• **Records supplied**:
_ _ _ _

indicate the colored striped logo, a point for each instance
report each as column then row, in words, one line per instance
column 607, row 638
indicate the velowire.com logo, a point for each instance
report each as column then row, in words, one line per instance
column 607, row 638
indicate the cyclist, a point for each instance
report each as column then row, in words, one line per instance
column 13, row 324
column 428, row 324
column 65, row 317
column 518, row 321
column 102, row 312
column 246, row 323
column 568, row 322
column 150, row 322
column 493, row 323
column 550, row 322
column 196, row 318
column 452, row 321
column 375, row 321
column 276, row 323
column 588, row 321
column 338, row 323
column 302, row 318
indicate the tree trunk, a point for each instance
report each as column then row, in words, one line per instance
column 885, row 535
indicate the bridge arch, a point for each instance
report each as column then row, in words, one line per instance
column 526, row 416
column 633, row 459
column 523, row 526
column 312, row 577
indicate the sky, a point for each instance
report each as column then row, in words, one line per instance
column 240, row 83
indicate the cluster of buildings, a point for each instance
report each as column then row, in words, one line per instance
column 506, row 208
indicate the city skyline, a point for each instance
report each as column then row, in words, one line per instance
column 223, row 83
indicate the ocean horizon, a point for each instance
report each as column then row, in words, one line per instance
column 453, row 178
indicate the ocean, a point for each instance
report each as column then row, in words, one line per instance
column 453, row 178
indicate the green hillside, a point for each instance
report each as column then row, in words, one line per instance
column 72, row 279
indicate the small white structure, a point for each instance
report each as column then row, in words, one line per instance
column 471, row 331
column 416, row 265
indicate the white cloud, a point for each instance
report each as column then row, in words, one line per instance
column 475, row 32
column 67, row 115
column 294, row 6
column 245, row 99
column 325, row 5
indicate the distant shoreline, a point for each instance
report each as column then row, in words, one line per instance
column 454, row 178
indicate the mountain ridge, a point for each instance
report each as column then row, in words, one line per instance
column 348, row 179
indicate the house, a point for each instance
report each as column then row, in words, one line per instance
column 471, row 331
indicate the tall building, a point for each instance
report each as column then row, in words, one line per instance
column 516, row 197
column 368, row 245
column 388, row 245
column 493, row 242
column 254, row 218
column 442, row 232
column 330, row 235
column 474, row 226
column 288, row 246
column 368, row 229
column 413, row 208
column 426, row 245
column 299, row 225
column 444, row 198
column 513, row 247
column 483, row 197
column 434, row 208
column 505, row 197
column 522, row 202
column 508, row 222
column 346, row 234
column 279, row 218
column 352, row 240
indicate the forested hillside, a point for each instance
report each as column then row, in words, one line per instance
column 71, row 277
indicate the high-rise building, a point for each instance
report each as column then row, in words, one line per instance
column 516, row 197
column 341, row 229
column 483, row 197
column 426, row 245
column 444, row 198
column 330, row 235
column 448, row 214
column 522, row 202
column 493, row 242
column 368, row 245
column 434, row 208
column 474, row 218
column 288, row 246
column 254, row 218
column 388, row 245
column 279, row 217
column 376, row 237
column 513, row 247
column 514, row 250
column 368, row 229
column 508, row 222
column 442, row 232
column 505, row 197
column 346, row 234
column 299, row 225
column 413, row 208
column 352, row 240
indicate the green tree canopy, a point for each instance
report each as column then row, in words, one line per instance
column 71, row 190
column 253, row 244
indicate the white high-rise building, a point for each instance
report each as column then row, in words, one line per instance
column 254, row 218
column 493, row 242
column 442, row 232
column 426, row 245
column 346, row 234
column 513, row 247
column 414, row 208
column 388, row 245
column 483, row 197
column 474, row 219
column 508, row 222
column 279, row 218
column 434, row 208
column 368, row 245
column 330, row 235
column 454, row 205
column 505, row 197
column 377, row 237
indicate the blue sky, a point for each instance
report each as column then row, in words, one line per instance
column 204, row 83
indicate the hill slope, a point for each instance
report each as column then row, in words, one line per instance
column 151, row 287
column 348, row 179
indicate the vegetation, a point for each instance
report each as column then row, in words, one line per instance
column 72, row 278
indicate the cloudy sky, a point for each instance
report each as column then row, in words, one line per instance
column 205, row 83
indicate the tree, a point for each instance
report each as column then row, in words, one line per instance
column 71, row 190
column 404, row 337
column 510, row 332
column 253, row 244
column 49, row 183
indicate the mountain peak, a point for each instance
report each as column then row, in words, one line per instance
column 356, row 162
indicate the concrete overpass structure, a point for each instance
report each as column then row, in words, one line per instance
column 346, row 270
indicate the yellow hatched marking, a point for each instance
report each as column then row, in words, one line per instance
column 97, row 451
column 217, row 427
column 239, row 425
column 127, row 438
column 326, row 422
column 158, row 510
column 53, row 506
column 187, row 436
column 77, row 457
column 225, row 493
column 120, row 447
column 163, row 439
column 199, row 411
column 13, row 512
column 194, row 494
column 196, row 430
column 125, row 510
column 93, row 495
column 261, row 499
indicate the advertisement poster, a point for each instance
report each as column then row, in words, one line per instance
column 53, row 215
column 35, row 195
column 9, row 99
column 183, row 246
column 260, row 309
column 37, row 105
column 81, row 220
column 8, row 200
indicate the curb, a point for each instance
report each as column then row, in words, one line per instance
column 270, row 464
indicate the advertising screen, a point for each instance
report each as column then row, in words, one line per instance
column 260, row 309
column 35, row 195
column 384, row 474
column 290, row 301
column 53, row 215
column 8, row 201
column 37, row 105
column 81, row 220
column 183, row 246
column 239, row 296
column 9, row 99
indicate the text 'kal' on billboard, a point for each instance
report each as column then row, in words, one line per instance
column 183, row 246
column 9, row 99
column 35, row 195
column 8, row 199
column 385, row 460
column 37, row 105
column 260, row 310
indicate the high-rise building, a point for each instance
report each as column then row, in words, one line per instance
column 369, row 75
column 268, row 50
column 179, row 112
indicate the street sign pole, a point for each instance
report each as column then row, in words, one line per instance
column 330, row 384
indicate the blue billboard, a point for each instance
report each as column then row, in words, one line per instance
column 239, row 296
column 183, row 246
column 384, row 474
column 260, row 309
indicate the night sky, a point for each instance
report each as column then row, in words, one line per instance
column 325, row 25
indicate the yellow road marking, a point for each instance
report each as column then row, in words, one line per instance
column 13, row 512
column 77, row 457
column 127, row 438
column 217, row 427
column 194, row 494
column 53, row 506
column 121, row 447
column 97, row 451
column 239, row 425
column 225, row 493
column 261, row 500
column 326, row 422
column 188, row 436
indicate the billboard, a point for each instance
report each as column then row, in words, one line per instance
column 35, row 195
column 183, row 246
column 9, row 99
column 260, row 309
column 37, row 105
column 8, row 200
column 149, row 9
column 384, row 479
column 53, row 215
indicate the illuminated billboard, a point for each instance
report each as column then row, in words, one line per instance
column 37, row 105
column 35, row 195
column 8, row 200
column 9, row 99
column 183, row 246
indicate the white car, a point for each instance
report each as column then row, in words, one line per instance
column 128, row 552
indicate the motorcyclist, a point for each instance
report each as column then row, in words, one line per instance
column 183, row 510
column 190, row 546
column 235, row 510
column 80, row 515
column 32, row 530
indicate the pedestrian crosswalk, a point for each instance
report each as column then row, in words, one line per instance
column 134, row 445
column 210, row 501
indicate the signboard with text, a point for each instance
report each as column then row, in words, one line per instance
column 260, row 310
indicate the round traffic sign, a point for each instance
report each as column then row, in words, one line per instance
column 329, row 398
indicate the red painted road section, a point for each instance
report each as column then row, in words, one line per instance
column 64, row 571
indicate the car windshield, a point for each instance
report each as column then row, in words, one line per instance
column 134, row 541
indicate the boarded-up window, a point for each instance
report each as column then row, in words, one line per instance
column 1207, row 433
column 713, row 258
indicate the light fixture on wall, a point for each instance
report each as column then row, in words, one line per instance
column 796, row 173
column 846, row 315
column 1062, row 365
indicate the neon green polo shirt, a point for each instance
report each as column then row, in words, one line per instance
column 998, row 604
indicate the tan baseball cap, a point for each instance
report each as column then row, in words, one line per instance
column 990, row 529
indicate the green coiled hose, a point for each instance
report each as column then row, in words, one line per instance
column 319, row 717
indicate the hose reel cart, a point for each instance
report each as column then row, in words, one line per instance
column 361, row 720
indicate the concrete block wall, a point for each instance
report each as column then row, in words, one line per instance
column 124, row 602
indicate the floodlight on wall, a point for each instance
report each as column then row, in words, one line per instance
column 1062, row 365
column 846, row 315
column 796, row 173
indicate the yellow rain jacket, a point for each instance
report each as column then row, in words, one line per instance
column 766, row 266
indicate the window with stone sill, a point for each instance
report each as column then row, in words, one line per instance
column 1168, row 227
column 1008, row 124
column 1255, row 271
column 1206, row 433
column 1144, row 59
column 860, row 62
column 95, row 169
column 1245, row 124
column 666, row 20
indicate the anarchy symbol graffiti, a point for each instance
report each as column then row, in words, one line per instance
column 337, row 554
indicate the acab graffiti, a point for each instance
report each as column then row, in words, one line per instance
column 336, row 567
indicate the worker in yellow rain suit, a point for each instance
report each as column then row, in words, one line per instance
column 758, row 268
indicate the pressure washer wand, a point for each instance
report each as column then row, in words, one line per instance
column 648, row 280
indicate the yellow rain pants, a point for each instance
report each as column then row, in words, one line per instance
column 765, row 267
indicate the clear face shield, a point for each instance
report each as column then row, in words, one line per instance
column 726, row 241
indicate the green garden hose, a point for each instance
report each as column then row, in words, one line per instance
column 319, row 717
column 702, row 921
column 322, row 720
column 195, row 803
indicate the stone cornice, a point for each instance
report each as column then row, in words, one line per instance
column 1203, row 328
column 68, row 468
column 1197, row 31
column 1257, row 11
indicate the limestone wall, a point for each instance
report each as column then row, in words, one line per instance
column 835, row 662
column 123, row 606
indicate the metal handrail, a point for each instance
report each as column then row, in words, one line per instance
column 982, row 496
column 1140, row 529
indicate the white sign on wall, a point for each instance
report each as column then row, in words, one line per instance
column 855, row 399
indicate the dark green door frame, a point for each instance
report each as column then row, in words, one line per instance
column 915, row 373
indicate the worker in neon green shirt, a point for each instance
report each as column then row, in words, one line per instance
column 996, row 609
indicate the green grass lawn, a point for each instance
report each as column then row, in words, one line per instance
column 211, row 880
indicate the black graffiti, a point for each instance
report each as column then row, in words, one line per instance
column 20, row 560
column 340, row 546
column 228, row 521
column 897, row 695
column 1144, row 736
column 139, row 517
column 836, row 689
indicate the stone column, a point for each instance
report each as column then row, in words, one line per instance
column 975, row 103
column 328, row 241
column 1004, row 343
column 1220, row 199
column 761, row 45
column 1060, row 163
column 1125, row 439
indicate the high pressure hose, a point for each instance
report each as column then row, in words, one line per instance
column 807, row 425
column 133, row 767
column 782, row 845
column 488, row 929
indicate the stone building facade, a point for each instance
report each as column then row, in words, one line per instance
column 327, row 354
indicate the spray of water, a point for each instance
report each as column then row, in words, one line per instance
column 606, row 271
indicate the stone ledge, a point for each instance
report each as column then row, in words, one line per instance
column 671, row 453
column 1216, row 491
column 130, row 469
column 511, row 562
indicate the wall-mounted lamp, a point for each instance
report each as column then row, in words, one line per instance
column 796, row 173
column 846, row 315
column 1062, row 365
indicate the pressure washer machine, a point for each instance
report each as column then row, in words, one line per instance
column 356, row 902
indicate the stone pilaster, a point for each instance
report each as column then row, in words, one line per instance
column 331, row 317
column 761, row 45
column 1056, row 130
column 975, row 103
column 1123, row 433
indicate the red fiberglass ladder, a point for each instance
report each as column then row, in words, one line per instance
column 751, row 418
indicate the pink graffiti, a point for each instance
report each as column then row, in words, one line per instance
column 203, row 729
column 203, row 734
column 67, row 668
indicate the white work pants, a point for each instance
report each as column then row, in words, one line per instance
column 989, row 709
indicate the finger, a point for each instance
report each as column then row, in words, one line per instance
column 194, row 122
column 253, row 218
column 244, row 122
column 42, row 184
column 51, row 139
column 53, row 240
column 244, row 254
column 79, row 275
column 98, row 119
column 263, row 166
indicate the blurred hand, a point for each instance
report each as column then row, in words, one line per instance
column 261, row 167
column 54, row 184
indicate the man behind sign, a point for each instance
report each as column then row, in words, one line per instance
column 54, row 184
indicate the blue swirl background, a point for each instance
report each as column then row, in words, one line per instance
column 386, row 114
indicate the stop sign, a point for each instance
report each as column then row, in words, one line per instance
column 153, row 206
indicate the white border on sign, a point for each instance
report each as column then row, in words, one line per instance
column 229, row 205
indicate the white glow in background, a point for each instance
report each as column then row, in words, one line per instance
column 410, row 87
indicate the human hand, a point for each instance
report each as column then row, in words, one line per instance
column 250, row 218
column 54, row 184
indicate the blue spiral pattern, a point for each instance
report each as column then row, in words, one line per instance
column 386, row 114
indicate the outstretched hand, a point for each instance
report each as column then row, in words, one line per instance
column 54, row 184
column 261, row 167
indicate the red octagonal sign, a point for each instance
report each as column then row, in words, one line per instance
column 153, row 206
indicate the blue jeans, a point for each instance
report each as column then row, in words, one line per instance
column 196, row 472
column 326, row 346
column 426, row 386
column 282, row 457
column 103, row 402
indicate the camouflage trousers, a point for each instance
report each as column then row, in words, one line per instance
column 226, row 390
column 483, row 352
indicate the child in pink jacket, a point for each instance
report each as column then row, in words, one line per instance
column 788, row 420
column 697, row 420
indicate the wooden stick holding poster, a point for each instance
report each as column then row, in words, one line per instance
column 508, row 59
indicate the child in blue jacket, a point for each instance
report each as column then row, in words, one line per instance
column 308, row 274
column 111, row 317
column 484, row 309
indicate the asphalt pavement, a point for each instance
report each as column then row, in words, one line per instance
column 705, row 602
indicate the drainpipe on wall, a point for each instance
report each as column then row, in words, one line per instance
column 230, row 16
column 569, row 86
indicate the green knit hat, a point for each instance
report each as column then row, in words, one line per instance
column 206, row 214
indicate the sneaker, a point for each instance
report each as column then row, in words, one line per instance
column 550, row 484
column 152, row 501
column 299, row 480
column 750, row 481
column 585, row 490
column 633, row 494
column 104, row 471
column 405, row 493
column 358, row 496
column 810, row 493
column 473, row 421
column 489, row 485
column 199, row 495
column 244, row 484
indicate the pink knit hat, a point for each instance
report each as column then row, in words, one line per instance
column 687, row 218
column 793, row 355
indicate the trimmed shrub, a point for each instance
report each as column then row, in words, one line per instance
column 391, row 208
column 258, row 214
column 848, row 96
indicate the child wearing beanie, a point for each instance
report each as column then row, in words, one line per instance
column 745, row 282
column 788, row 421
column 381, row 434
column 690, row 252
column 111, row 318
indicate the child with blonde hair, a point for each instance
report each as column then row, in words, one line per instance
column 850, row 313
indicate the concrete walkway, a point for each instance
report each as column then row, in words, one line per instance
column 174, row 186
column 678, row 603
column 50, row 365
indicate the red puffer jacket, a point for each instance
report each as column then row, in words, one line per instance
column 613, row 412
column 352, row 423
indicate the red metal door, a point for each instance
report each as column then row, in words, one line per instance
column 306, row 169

_ _ _ _

• **What to produce**: Please render the listing from the line with "indicate the black" up to and including the line with "column 488, row 929" as a two-column CSV with the headers task and answer. Give one row per task, with the task's full wording and its answer each in a single quoted field and every line break replaced by a space.

• **The result**:
task,answer
"indicate the black graffiti, a point for each instance report each as column then row, in words, one line per instance","column 20, row 560 column 340, row 546 column 228, row 521 column 897, row 695 column 1144, row 736 column 139, row 517 column 836, row 689"
"indicate the stone column, a point for each instance report each as column then row, in words, one line per instance","column 975, row 103 column 328, row 241 column 1004, row 343 column 1220, row 199 column 761, row 45 column 1060, row 163 column 1125, row 439"
"indicate the high pressure hose, a point for each instance report each as column then row, in words, one line per instance","column 807, row 425 column 133, row 767 column 782, row 845 column 488, row 929"